***** SUPPLIED DATA

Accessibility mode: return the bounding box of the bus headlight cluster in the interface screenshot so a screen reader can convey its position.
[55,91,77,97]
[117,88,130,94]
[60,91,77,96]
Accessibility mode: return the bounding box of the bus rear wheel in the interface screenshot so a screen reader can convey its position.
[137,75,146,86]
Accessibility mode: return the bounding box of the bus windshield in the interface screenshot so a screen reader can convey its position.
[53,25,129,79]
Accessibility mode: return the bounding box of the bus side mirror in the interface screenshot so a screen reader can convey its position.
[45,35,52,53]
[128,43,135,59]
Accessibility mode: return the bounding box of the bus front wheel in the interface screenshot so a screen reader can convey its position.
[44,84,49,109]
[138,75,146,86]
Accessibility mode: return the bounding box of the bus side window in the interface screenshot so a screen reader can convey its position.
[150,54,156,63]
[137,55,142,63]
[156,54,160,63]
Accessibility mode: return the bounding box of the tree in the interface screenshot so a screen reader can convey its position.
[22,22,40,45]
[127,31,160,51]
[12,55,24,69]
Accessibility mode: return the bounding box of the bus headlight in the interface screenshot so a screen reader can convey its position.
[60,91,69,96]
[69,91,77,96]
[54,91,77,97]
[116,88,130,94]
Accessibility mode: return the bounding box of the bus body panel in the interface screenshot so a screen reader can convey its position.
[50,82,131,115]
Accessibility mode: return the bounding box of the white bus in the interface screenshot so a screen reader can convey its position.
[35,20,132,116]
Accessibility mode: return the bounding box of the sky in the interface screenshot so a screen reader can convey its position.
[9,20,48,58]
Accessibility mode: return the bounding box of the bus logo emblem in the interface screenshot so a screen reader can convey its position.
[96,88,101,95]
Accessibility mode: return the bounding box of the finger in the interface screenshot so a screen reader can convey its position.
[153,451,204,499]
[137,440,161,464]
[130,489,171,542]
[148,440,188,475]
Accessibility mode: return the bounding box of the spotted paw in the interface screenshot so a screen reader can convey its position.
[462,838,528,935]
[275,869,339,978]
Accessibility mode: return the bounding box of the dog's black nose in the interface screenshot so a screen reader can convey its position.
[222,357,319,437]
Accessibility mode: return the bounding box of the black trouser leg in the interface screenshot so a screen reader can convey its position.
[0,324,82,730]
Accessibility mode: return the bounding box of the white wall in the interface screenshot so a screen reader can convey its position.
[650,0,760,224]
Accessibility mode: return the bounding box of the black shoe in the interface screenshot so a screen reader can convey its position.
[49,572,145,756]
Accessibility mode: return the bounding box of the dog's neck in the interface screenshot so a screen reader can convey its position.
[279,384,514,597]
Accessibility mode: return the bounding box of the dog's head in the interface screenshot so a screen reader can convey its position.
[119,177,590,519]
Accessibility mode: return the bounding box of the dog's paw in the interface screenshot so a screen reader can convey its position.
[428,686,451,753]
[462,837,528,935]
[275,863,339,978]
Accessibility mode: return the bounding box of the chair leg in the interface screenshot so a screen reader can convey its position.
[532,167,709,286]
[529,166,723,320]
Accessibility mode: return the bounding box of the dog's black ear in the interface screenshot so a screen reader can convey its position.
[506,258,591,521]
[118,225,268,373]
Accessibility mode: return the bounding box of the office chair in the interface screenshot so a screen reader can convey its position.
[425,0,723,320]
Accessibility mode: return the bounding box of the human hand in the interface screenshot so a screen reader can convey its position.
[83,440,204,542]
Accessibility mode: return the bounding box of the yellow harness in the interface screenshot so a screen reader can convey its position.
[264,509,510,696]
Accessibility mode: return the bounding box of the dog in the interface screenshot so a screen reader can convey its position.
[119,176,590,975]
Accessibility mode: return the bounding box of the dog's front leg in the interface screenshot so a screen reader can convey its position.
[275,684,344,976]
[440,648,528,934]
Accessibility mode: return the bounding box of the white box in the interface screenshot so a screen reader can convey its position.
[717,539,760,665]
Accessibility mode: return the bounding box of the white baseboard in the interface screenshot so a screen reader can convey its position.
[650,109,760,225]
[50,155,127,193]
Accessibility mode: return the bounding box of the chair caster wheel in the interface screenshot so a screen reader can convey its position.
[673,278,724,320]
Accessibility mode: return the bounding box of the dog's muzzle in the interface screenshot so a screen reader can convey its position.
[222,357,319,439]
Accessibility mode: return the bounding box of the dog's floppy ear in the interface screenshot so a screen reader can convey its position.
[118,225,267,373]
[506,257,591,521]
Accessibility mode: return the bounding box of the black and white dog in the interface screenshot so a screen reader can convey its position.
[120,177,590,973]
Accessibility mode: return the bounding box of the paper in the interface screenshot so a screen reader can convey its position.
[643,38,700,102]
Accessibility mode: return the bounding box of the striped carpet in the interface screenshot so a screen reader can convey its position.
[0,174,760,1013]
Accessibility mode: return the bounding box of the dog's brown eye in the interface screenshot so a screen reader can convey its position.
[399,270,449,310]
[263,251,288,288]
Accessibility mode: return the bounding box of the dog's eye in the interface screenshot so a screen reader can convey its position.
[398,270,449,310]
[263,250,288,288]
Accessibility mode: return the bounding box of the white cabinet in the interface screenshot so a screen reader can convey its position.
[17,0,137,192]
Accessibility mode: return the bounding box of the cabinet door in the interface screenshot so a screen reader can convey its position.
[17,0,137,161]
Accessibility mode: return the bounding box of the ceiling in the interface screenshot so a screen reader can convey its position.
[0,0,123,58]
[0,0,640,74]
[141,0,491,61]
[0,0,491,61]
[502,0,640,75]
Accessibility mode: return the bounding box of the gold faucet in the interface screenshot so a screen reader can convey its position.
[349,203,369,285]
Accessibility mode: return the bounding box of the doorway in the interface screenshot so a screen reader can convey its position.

**********

- _AIM OF THE EXERCISE_
Pick out every line of the data above that contains the word "front" and copy each one in full.

- _RESPONSE TO THE EXERCISE_
Accessibility mode: return the bounding box of the bus front wheel in the interface screenshot so a screen reader can convey its position.
Accessibility mode: return the bounding box of the dog's front leg in the interface screenshot so a screen reader can convey its position.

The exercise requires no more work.